Excerpt:
Most approximate computing frameworks focus on domains where numerical error is tolerable. Perhaps we don’t care if our answer is 1% wrong, for example, or perhaps we don’t even care if it’s out by 100%, so long as that happens very infrequently.

However, there is another interesting class of computation. Consider a function producing a Boolean output $f : \chi \to {\mathbb B}$ , where ${\mathbb B} = \{T, F\}$ . An interesting challenge is to produce another function $\tilde{f} : \chi \to {\mathbb T}$ with a ternary output ${\mathbb T} = \{T, F, -\}$ bearing a close resemblance to $f$ . We can make the idea of bearing a close resemblance precise in the following way: if $\tilde{f}$ declares a value true (false), then so must $f$ . We can think of this as relation between fibres:

$\tilde{f}^{-1}(\{T\}) \subseteq f^{-1}(\{T\})$ and $\tilde{f}^{-1}(\{F\}) \subseteq f^{-1}(\{F\})$ (1)

We can then think of the function $\tilde{f}$ as approximating $f$ if the fibre of the ‘don’t know’ element, $-$ , is small in some sense, e.g. if $|\tilde{f}^{-1}(\{-\})|$ is small.

(Coordinate annotation entries)
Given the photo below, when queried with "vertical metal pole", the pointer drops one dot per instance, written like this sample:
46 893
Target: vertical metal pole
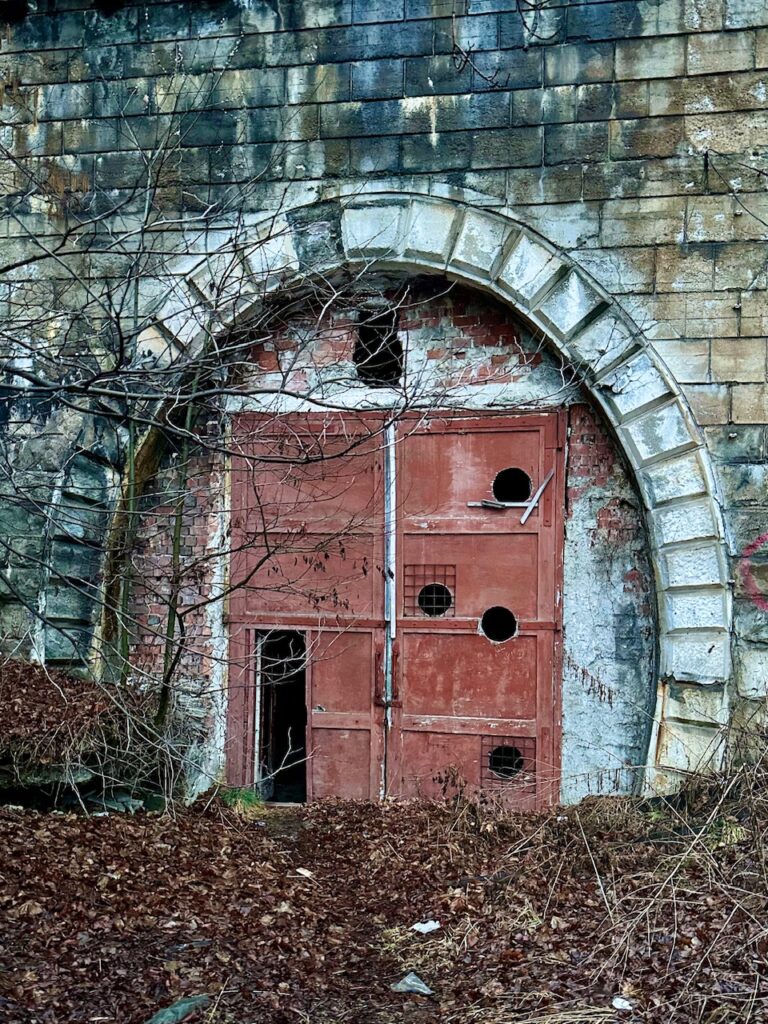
258 696
390 565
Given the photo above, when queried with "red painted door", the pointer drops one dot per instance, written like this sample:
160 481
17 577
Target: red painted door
477 630
307 540
460 689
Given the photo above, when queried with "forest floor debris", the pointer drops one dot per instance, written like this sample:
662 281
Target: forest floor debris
605 912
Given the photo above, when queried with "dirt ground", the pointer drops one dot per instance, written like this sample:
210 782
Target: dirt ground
599 913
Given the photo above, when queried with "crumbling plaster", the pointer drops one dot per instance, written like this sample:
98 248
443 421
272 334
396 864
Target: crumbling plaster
376 226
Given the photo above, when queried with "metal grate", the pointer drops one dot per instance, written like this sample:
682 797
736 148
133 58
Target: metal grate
423 591
508 761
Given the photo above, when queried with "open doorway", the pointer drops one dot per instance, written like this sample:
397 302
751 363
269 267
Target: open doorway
281 704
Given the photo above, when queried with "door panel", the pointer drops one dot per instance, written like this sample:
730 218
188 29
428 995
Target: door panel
480 569
307 539
482 714
464 676
308 543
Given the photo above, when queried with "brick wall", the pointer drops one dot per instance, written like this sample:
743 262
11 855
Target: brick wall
631 134
463 346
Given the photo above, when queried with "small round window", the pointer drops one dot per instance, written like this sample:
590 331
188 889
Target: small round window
506 762
434 599
512 485
498 624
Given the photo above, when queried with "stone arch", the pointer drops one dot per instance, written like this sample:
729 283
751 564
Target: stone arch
465 241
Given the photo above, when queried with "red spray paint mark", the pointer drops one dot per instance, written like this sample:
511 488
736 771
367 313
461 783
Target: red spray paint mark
758 597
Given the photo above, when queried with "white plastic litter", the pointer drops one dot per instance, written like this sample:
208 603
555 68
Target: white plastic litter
621 1004
425 927
412 983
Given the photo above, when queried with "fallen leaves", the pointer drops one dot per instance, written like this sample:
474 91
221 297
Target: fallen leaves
308 918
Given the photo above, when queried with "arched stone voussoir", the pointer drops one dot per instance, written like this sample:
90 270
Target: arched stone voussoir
653 425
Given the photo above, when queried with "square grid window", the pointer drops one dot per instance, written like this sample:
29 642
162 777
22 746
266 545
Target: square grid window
429 591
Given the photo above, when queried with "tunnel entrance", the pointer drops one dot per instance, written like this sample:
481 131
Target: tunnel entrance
281 685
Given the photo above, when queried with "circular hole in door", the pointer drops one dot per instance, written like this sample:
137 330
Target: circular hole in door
512 485
506 762
434 599
498 624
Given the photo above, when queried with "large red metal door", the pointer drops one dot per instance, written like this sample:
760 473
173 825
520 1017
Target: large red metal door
427 596
479 540
307 537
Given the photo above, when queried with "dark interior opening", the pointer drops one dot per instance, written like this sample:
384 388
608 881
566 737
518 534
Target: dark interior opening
378 351
498 624
512 485
434 599
283 740
506 761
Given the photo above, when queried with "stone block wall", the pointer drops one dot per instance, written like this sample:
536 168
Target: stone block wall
632 135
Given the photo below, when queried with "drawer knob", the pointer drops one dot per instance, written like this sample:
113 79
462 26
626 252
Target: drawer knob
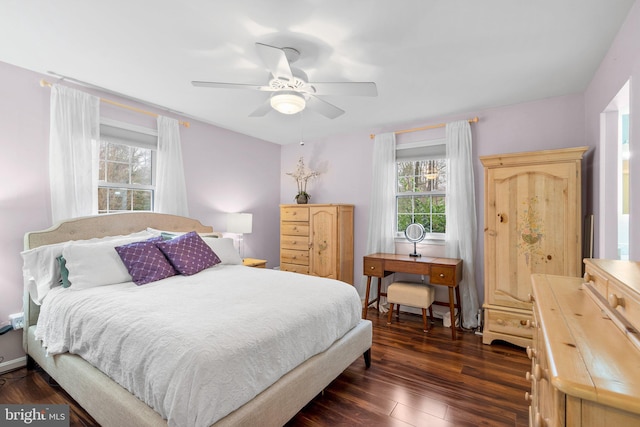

Exercises:
(a) Find each line in the listing that contains the string "brick" and copy those lines out. Case counts.
(b) Extend the passage on approximating a Boolean function with a three-valued output, picking up after its final sentence.

Exercise responses:
(a)
Given the photo above, when queried with "brick wall", the pointer drops one dot per instance, written like this sample:
Target: brick wall

(b)
In the context of approximate computing, we can pose the following optimisation problem:

$\min_{\tilde{f}}: \mbox{Cost}(\tilde{f})$ subject to $|\tilde{f}^{-1}(\{-\})| < \tau$ and (1),

where $\mbox{Cost}$ represents the cost (energy, area, latency) of implementing a function. One application area for this kind of investigation is in computer graphics. It is often the case that, when rendering a scene, an algorithm first needs to decide which components of the scene will definitely not be visible, and therefore need not be considered further. Should this part of the graphics pipeline make a mistake by deciding a component may be visible when it is actually invisible, little harm is done – more computation is required downstream in the graphics pipelining, costing energy and time, but not a reduced quality rendering. On the other hand, if it makes a mistake by deciding that a component is invisible when it is actually visible, this may cause a significant visual artefact in the rendered scene.

Last year, I had a bright Masters student, Georgios Chatzianastasiou, who decided to explore this problem in the context of $f$ being the Slab Method in computer graphics and $\tilde{f}$ being one of a family of approximations $\tilde{f}_p$ , each produced by using interval arithmetic approximations to $f$ computed in floating-point with precision $p$ . In this way we get a family of approximate computing hardware IP blocks, all of which guarantee that, when given a ray and a bounding box, if the IP reports no intersection between the two, then there is provably no intersection. Yet each family member operates at a different precision, requiring different circuit area, trading off against the rate of `false positives’. Georgios wrote a paper on the implementation, which was accepted by FPL 2018 – he presents it next Wednesday.

If you’re at the FPL conference, please go and say hello to Georgios. If you’re interested in working with me to deepen and broaden the scope of this work, please get in touch!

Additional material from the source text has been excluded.